= Beginning of Section =

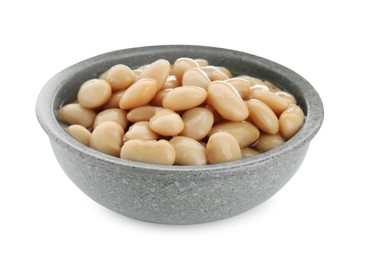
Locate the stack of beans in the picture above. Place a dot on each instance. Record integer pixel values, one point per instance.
(186, 113)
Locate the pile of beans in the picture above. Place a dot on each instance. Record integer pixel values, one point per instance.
(186, 113)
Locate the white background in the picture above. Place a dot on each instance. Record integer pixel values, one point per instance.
(319, 214)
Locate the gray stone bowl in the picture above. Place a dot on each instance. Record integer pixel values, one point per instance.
(178, 194)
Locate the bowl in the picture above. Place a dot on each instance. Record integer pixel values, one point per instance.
(178, 194)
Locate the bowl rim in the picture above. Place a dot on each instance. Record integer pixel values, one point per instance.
(47, 119)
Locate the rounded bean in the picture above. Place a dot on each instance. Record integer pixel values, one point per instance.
(113, 114)
(158, 99)
(244, 132)
(107, 138)
(290, 99)
(188, 151)
(197, 123)
(218, 75)
(181, 65)
(140, 130)
(158, 70)
(114, 100)
(76, 114)
(171, 82)
(201, 62)
(196, 77)
(209, 70)
(151, 151)
(262, 116)
(119, 77)
(291, 120)
(253, 81)
(267, 142)
(138, 94)
(224, 98)
(143, 113)
(272, 87)
(79, 133)
(183, 98)
(222, 147)
(225, 71)
(241, 85)
(275, 102)
(166, 123)
(94, 93)
(248, 152)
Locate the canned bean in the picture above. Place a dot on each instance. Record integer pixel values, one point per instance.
(291, 120)
(188, 151)
(143, 113)
(166, 123)
(119, 77)
(107, 138)
(151, 151)
(79, 133)
(225, 99)
(183, 98)
(263, 116)
(267, 142)
(94, 93)
(76, 114)
(197, 123)
(181, 65)
(114, 100)
(201, 62)
(244, 132)
(139, 94)
(158, 70)
(195, 77)
(140, 130)
(249, 152)
(222, 147)
(241, 85)
(275, 102)
(158, 99)
(113, 114)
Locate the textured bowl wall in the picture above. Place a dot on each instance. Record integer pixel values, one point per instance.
(178, 194)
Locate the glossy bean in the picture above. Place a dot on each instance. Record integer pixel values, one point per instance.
(291, 120)
(263, 116)
(267, 142)
(196, 77)
(76, 114)
(113, 114)
(222, 147)
(197, 123)
(140, 130)
(107, 138)
(244, 132)
(249, 152)
(225, 99)
(79, 133)
(143, 113)
(188, 151)
(151, 151)
(166, 123)
(181, 65)
(275, 102)
(94, 93)
(139, 94)
(241, 85)
(119, 77)
(183, 98)
(158, 70)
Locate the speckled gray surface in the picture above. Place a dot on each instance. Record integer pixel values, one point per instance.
(178, 194)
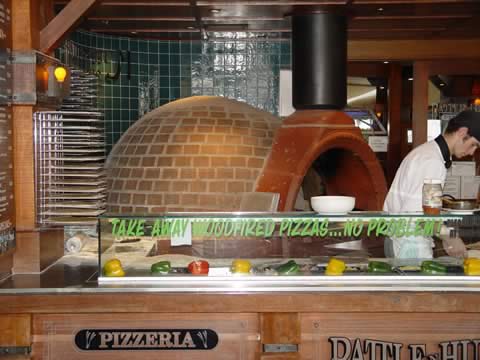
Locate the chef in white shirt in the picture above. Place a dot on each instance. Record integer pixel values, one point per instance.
(429, 161)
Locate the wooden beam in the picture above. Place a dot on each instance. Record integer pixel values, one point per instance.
(70, 16)
(394, 153)
(420, 102)
(24, 25)
(407, 50)
(454, 67)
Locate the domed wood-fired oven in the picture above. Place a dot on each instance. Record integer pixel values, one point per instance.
(205, 153)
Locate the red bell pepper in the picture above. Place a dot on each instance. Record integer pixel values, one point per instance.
(198, 267)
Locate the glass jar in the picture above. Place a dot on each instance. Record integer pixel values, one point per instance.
(432, 196)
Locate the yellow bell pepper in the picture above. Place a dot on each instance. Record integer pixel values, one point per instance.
(471, 266)
(241, 266)
(113, 268)
(335, 267)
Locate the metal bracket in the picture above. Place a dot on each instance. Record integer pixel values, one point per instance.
(280, 348)
(15, 350)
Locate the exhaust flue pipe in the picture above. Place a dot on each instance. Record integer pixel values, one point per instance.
(319, 61)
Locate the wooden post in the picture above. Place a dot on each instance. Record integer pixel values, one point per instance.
(420, 102)
(394, 156)
(63, 23)
(35, 250)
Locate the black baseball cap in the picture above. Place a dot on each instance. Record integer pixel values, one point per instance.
(469, 119)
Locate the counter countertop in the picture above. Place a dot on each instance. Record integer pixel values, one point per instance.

= End of Section =

- [What the task requires]: Write the entries out in full and exactly, omitting every picture.

- [Solution for this task]:
Locate the stack of beans in the picture above. Place a dot on each instance. Record integer pixel values, one point per instance.
(186, 113)
Locate the pile of beans in the picture above. Place a dot on each instance. Record integer pixel values, one point per instance.
(186, 113)
Locate the white background in the picture above. Place a dot on each instance. Record integer pixel values, one point per instance.
(319, 214)
Locate the gray stone bowl in the picture above. Place a dot on each instance. Record integer pixel values, one point per instance.
(178, 194)
Locate the bowl in the picture above. Place a dot on each instance. Record integer pixel values, one point per instance.
(178, 194)
Locate the bowl rim in the picture above. Place a dot on each instance. Record integer pixel values, one point per instance.
(47, 119)
Locate the rounded bean in the picture above. Place a dot on each instance. Record integer pixel values, one point per instance.
(113, 114)
(158, 99)
(244, 132)
(107, 138)
(290, 99)
(188, 151)
(197, 123)
(218, 75)
(181, 65)
(140, 130)
(158, 70)
(114, 100)
(76, 114)
(171, 82)
(201, 62)
(196, 77)
(209, 70)
(151, 151)
(262, 116)
(119, 77)
(291, 120)
(253, 81)
(267, 142)
(138, 94)
(224, 98)
(143, 113)
(272, 87)
(79, 133)
(183, 98)
(222, 147)
(225, 71)
(241, 85)
(275, 102)
(166, 123)
(94, 93)
(248, 152)
Locate the canned bean in the picture above. Place a dot on each instance. Record integer pixel values, one point per instance.
(291, 120)
(188, 151)
(143, 113)
(166, 123)
(119, 77)
(107, 138)
(151, 151)
(79, 133)
(225, 99)
(183, 98)
(263, 116)
(267, 142)
(94, 93)
(76, 114)
(197, 123)
(181, 65)
(114, 100)
(201, 62)
(244, 132)
(139, 94)
(158, 70)
(195, 77)
(140, 130)
(249, 152)
(222, 147)
(241, 85)
(275, 102)
(158, 99)
(113, 114)
Locate the textured bowl wall in the picture above. Place a dot on each instance. Record integer pixel values, one point per instance.
(178, 194)
Locate the glossy bean in the picture above. Place a dot on each instance. Record integer pixel values, one point per instance.
(291, 120)
(263, 116)
(267, 142)
(196, 77)
(76, 114)
(113, 114)
(222, 147)
(197, 123)
(140, 130)
(107, 138)
(244, 132)
(249, 152)
(225, 99)
(79, 133)
(143, 113)
(188, 151)
(151, 151)
(166, 123)
(181, 65)
(275, 102)
(94, 93)
(139, 94)
(241, 85)
(119, 77)
(183, 98)
(158, 70)
Locate the speckled gray surface in the picture above. Place a dot on each instance. Record integer pixel values, one point per instance.
(178, 194)
Locate the chef in white shirt in the picture above. Place a dot on each instance. Record integer pixel values, one point per instance.
(429, 161)
Locate the wooden beam in the picture above. Place a dot on each instance. Record integer pixel values, one point per instance.
(70, 16)
(394, 153)
(420, 102)
(24, 25)
(407, 50)
(454, 67)
Locate the domed wood-fired oven in the picture above. Place a dot on each instance. Record integer pixel values, one point per instance.
(205, 153)
Locate the red bell pepper in the picture above. Place a dot on each instance. Record integer pixel values, one point per instance.
(198, 267)
Locate the glass jar in the picture above. Place a dot on each instance. Record integer pixel values, one point per instance.
(432, 196)
Locate the yellow bell pepper in the picture above. Place a dot on each instance. Record integer pixel values, one point per instance.
(471, 266)
(241, 266)
(113, 268)
(335, 267)
Locate the metal bracket in the picture above. Place a dot on each instance. Record integer pixel values, one point per instance.
(280, 348)
(15, 350)
Locate the exhaust flue pipe in the picture above. Place a dot on each instance. Record integer pixel values, one point per instance.
(319, 61)
Locate the wooden post in the picture above. Place a dot on each instance. Record integer pixel values, one point per instance.
(420, 102)
(394, 156)
(63, 23)
(35, 250)
Locate the black baseball cap in the picture above. Place a dot on each instance. Record integer pixel values, one point per instance.
(469, 119)
Locate the counter countertop in the picture above. Place a dot on each instance. Record integer pixel values, one point per instance.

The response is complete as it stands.